* _Text block_:
□ □ □ □ □
The MASM Forum

General => The Campus => Topic started by: Rav on June 14, 2022, 04:14:23 AM

Title: Having trouble figuring out how to create a mask for an XMM register
Post by: Rav on June 14, 2022, 04:14:23 AM
I have an XMM register consisting of 16 bytes, each byte being the value FF, like so:  FFFFFFFFFFFFFFFFFFFFFFFFFFFFFFFF

Let's say EAX contains a value from 1 to 15, which represents the number of high order bytes of the XMM register I want to zero out.  So for example:

If EAX was 1, the resulting XMM register would be:   00FFFFFFFFFFFFFFFFFFFFFFFFFFFFFF
If EAX was 2, the resulting XMM register would be:   0000FFFFFFFFFFFFFFFFFFFFFFFFFFFF
...
...
If EAX was 15, the resulting XMM register would be: 000000000000000000000000000000FF

This has to be done at runtime, so I can't use immediate operands (I had thought of using PSLLDQ and PSRLDQ to shift, but those use imm8).
□ □ □ □ □
* _Given data_:

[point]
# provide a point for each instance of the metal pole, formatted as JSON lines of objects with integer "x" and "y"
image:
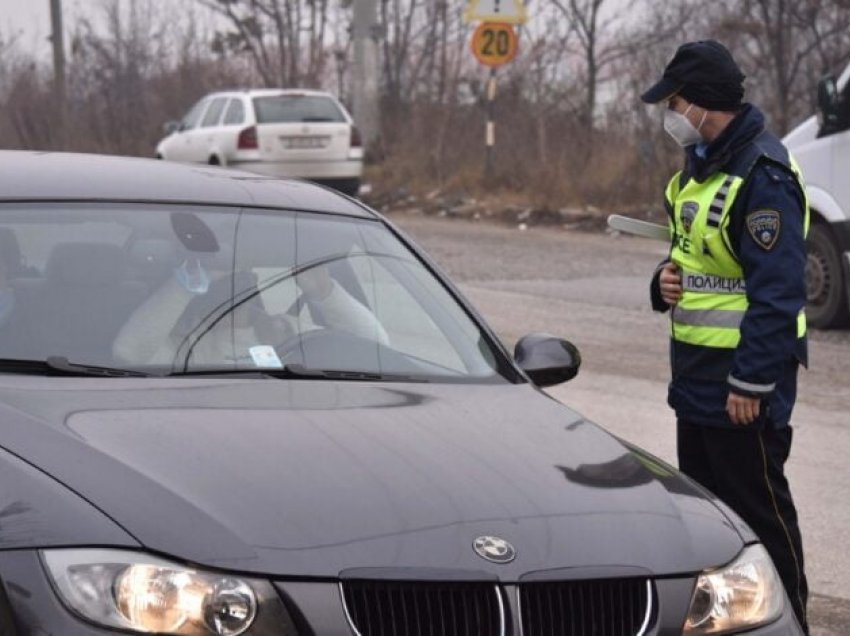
□ □ □ □ □
* _Directions_:
A) Answer these questions from the forum post on the XMM register mask:
(i) What value does each of the 16 bytes of the XMM register hold?
(ii) What range of values can EAX contain?
(iii) Which two instructions did the poster consider using to shift?
B) Reproduce word for word the passage of the forum post on the XMM register mask starting at "If EAX was 1, the" and ending at "those use imm8).".
C) Render this sentence from the forum post on the XMM register mask in Spanish: "This has to be done at runtime, so I can't use immediate operands (I had thought of using PSLLDQ and PSRLDQ to shift, but those use imm8)."

* _Response list_:
A)
(i) FF
(ii) 1 to 15
(iii) PSLLDQ and PSRLDQ

B)
If EAX was 1, the resulting XMM register would be:   00FFFFFFFFFFFFFFFFFFFFFFFFFFFFFF
If EAX was 2, the resulting XMM register would be:   0000FFFFFFFFFFFFFFFFFFFFFFFFFFFF
...
...
If EAX was 15, the resulting XMM register would be: 000000000000000000000000000000FF

This has to be done at runtime, so I can't use immediate operands (I had thought of using PSLLDQ and PSRLDQ to shift, but those use imm8).

C) Esto tiene que hacerse en tiempo de ejecución, así que no puedo usar operandos inmediatos (había pensado en usar PSLLDQ y PSRLDQ para desplazar, pero esas usan imm8).